## Stated exercise
Transfer the stretch from the line containing "Where can the elderly woman's" through the end of the entries below, keeping every line in place. Add 25 to each number in the answer coordinates, and leave all other lines as they are.

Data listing

┌──

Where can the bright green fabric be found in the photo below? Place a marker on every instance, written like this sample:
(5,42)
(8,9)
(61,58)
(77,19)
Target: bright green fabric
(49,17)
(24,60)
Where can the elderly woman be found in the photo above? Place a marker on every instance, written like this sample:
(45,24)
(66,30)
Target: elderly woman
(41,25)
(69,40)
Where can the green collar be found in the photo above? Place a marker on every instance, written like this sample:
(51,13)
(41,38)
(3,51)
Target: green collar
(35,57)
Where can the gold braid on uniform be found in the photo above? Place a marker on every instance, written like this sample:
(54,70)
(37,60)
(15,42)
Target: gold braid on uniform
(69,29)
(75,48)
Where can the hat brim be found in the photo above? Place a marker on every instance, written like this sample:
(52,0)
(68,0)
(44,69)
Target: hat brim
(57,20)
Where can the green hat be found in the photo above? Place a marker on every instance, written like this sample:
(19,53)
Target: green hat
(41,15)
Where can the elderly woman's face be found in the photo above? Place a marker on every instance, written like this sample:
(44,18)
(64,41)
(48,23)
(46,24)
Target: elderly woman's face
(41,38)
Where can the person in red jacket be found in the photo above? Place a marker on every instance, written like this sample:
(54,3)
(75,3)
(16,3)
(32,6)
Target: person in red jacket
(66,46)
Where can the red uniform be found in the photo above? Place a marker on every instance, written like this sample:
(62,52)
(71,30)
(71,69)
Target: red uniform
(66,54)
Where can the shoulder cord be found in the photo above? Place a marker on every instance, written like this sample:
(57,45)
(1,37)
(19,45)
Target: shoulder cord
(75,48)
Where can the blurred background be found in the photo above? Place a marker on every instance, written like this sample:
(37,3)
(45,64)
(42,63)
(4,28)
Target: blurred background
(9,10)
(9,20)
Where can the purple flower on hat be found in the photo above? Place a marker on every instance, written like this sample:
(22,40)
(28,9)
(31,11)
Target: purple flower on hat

└──

## Task answer
Where can the elderly woman's face be found in the photo above? Place a marker on every instance, written like this sample:
(44,18)
(64,41)
(48,23)
(46,24)
Target: elderly woman's face
(66,63)
Where can the person in red jacket be found in the photo above? Place a marker on every instance, written like this sample:
(54,3)
(75,3)
(16,3)
(32,6)
Target: person in red jacket
(91,71)
Where can the red uniform be found in the photo above? Place a marker on every instance, written like this sample:
(62,52)
(71,30)
(71,69)
Target: red uniform
(91,79)
Where can the shoulder cord be found in the photo above? Place a marker on every instance, written like this sample:
(57,45)
(1,37)
(19,45)
Target: shoulder cord
(100,73)
Where can the blurred background be found in the photo above? Place a marker on every instance, written like this sample:
(37,3)
(45,64)
(42,63)
(4,28)
Target: blurred background
(34,35)
(34,45)
Where can the purple flower on hat be found in the photo above? Place a marker on every instance, written like this sample:
(22,40)
(28,9)
(31,11)
Target: purple flower on hat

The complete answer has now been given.